** begin **

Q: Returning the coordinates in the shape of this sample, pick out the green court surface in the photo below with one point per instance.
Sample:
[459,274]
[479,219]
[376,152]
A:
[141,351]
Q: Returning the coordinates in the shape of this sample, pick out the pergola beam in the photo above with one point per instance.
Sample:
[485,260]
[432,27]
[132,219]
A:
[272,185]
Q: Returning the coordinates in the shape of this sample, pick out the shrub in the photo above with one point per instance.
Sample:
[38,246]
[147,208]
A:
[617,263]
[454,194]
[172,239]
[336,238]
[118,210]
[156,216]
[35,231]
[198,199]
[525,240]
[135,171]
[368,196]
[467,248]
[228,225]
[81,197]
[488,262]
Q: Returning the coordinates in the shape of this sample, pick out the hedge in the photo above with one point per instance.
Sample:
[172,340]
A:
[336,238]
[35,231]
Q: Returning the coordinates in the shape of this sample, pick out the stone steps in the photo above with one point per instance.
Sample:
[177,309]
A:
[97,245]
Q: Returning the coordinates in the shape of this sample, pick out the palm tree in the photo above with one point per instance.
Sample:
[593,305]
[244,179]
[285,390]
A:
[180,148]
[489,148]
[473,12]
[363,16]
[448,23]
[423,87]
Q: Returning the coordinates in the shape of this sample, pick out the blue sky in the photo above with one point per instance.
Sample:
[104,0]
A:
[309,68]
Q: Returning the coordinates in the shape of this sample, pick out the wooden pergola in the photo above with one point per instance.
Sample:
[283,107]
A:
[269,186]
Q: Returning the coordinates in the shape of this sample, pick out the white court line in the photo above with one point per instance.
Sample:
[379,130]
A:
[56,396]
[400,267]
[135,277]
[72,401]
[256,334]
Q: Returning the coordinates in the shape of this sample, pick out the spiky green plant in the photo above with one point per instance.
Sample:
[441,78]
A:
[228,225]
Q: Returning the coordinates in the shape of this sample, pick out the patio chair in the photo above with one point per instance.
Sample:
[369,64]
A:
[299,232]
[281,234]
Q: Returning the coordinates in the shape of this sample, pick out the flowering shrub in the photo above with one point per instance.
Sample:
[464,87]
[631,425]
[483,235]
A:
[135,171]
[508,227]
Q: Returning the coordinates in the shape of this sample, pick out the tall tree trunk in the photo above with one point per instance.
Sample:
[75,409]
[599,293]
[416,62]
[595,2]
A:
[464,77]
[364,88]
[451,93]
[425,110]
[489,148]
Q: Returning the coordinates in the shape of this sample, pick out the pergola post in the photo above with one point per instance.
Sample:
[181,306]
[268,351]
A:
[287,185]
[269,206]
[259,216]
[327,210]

** end **
** begin **

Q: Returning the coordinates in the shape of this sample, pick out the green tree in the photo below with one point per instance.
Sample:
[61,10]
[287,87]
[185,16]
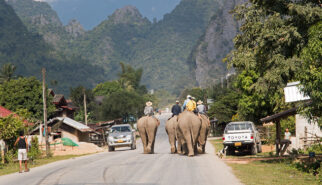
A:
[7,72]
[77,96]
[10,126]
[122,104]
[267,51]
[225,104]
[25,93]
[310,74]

** end **

Copy out every row above that contains the word "below".

- **RESPONSE**
Q: Returning the coordinates in the shape of this sample, pick out the green court surface in the photo below with one point per instance.
Q: Returning the coordinates in the shape of this sample, pick out the green tree in the photo below with one point per instance.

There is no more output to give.